▸ **Material provided**
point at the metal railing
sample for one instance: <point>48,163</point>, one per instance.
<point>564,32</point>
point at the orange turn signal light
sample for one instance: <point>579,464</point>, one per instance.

▸ **Task brief**
An exact copy of every line from the one containing "sample for one instance: <point>48,163</point>, one" through the last line of the entries is required; please add nothing.

▸ **Task output**
sample for one instance: <point>48,163</point>, one per instance.
<point>564,32</point>
point at the orange turn signal light
sample for one instance: <point>579,464</point>, one per instance.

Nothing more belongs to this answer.